INFORMATION SUPPLIED:
begin
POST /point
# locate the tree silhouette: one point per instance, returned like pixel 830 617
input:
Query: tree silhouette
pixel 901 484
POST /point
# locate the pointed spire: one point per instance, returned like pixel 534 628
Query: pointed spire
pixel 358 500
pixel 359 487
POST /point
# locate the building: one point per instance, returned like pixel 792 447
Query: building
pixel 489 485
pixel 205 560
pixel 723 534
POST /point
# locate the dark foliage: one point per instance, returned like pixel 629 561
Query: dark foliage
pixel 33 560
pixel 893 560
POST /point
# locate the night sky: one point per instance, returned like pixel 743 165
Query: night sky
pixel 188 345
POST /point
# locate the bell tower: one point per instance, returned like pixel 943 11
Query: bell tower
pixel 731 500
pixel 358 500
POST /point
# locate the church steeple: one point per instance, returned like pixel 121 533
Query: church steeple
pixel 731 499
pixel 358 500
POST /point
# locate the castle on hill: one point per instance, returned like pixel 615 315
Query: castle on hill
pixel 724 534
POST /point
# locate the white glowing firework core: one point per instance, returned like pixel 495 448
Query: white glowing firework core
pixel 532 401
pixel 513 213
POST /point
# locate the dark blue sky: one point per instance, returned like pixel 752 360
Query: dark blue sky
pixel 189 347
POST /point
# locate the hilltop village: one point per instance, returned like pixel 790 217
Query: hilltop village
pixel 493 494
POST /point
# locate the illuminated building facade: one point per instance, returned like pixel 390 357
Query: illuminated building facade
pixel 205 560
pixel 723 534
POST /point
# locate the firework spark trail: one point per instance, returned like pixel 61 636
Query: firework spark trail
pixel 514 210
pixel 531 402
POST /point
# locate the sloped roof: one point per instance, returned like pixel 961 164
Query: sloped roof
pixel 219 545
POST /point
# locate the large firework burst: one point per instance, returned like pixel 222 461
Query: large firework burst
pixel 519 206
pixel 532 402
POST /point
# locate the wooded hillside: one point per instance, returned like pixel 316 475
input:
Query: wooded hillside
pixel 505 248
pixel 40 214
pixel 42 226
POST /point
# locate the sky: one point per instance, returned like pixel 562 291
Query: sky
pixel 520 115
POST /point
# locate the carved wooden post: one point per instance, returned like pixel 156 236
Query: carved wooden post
end
EXERCISE BRIEF:
Reproduce verbatim every line from the start of the lines down to the line containing "pixel 359 487", both ends included.

ANSWER TO THE TASK:
POST /point
# locate the tree silhouette: one point per instance, returned like pixel 830 617
input:
Query: tree silhouette
pixel 901 484
POST /point
# locate the pointed spire: one point per instance, returned like pixel 534 628
Query: pointed spire
pixel 358 500
pixel 359 487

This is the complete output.